Can you copy out each of the following lines word for word, with no changes?

__PROVIDED MATERIAL__.
##########

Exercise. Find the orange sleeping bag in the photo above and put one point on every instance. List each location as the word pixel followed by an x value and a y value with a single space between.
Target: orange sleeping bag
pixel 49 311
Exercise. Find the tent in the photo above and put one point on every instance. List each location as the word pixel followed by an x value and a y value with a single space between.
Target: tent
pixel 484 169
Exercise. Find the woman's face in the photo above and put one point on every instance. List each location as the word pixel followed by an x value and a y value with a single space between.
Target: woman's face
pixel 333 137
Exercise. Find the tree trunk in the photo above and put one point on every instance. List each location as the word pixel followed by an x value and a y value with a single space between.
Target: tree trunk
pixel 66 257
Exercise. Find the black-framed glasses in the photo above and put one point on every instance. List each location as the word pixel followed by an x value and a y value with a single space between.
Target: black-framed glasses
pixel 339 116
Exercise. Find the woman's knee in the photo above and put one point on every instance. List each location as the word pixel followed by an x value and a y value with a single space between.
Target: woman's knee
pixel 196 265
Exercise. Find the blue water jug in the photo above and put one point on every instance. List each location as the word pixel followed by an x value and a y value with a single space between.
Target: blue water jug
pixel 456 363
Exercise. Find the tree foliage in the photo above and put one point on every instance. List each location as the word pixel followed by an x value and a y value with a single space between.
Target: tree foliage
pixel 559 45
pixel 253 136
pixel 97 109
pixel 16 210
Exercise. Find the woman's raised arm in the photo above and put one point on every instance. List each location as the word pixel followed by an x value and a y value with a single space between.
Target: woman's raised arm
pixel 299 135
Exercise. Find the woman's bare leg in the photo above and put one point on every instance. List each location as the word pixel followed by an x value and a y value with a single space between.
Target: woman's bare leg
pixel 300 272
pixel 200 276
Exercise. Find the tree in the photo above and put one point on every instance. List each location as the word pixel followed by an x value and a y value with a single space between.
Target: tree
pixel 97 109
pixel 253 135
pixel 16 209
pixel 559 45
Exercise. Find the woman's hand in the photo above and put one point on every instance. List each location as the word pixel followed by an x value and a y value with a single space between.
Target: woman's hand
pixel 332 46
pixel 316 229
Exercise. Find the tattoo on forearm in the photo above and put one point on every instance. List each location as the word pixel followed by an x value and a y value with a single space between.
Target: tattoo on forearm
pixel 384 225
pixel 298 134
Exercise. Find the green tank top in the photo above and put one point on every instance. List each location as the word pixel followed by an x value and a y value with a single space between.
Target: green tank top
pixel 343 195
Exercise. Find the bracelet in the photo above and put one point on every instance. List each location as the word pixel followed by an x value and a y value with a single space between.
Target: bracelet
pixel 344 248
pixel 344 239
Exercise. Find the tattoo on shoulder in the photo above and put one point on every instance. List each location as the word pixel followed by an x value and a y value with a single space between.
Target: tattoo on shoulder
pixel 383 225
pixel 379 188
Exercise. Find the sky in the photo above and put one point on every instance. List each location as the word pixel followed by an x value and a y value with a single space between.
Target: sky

##########

__THE COMPLETED TASK__.
Exercise. Find the orange sleeping bag in the photo above and put one point on every instance. List each location as the word pixel followed by an x value and a y value with a single space between.
Target: orange sleeping bag
pixel 49 311
Exercise. Find the tent in the photo above and put one point on every instance. List each location as the word pixel followed by an x value and a y value with a single space between.
Target: tent
pixel 484 169
Exercise. Find the woman's face in the photo above and put one point on every instance. List each location as the word pixel followed by an x value and a y value with a single space between.
Target: woman's face
pixel 333 137
Exercise. Find the tree trunk in the photo above and put one point on every instance. List each location as the word pixel followed by an x value and a y value with a single space between.
Target: tree trunk
pixel 66 257
Exercise. Find the black-framed glasses in the photo above and put one point on every instance. List each location as the word pixel followed by an x value and a y value with a single space between.
Target: black-framed glasses
pixel 339 116
Exercise. Find the woman's knee in the photo above and put one point on every instance. List each location as the word pixel followed by an x value and a y value with a single space between.
Target: woman's knee
pixel 196 265
Exercise. Find the blue water jug in the photo above and put one point on every instance. List each location as the word pixel followed by an x value and a y value with a single space between.
Target: blue water jug
pixel 456 363
Exercise. Find the tree foliage in the photo above and put one point on every instance. List each location as the word pixel followed by an x value and a y value with a single space between.
Target: tree foliage
pixel 559 45
pixel 253 136
pixel 97 109
pixel 16 210
Exercise. Find the woman's raised arm in the photo above and put one point on every instance. List each location as the word pixel followed by an x value and a y value with a single space between.
Target: woman's raised arm
pixel 299 135
Exercise. Find the woman's bare leg in the photo above and put one point on every instance. List each location as the word pixel followed by an x value and a y value with a single space between.
Target: woman's bare leg
pixel 300 272
pixel 200 276
Exercise. Find the tree in the photo above and put one point on every instance. List each location as the word pixel followed by an x value and a y value with a single space between.
Target: tree
pixel 97 109
pixel 253 135
pixel 16 209
pixel 559 45
Exercise. Find the woman's hand in the photo above and put one point on every instance. List each location as the word pixel followed by an x value and a y value with a single space between.
Target: woman's hand
pixel 332 46
pixel 316 229
Exercise. Find the tattoo on forearm in the photo above and put one point on every instance. List each location as the word pixel followed by an x value and a y value with a single space between.
Target: tattoo on forearm
pixel 384 225
pixel 298 134
Exercise. Find the green tank top in the photo above and put one point on every instance. List each location as the word pixel followed by an x value and a y value with a single space between.
Target: green tank top
pixel 343 195
Exercise. Find the bracelet in the photo above and put one point on every instance. List each location as the word pixel followed by an x value and a y value with a single space between.
Target: bracelet
pixel 344 248
pixel 344 239
Exercise. Find the tattoo on shoulder in the photo above and put one point on every instance. List each location as the word pixel followed by an x value and a y value with a single space between.
Target: tattoo on shoulder
pixel 383 225
pixel 379 188
Exercise. Find the sky in the photo above and put one point on every instance. List each location as the word pixel followed by an x value and a y value with a single space between.
Target: sky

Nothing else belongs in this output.